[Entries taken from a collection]
** start **
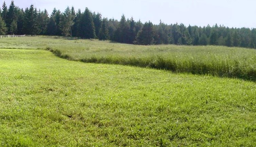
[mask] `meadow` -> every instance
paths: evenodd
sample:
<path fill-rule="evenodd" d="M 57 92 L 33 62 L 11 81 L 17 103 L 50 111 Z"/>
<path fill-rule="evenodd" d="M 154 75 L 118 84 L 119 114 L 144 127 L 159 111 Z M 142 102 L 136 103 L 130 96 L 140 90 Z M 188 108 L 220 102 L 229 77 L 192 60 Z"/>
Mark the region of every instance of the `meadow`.
<path fill-rule="evenodd" d="M 210 55 L 202 61 L 222 55 L 253 67 L 254 50 L 42 37 L 1 39 L 0 48 L 1 146 L 256 145 L 254 81 L 83 60 L 160 53 L 181 63 L 195 50 Z"/>
<path fill-rule="evenodd" d="M 86 63 L 129 65 L 256 81 L 255 49 L 211 46 L 138 46 L 58 37 L 3 39 L 0 47 L 47 49 L 58 56 Z"/>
** end **
Write out every line of the records above again, keeping the requests and leaving out the pictures. Scale each path coordinate in the answers by 2.5, rounding to whole numbers with halves going up, and leave the requests and their sample paths unchanged.

[mask] `meadow` -> every instance
paths: evenodd
sample:
<path fill-rule="evenodd" d="M 57 92 L 33 62 L 11 81 L 17 103 L 50 111 Z"/>
<path fill-rule="evenodd" d="M 154 75 L 118 84 L 119 114 L 144 127 L 159 111 Z M 142 102 L 136 103 L 130 96 L 140 90 Z M 188 108 L 220 102 L 229 77 L 192 60 Z"/>
Mark the region of every instance of the `meadow`.
<path fill-rule="evenodd" d="M 525 138 L 505 153 L 555 138 L 633 168 L 635 125 L 105 93 L 3 98 L 0 120 L 3 365 L 640 363 L 635 203 L 208 150 L 400 133 L 453 158 L 488 125 Z"/>
<path fill-rule="evenodd" d="M 215 158 L 323 163 L 640 203 L 638 123 L 528 115 L 345 115 L 145 93 L 8 98 L 0 118 L 118 123 L 145 140 Z"/>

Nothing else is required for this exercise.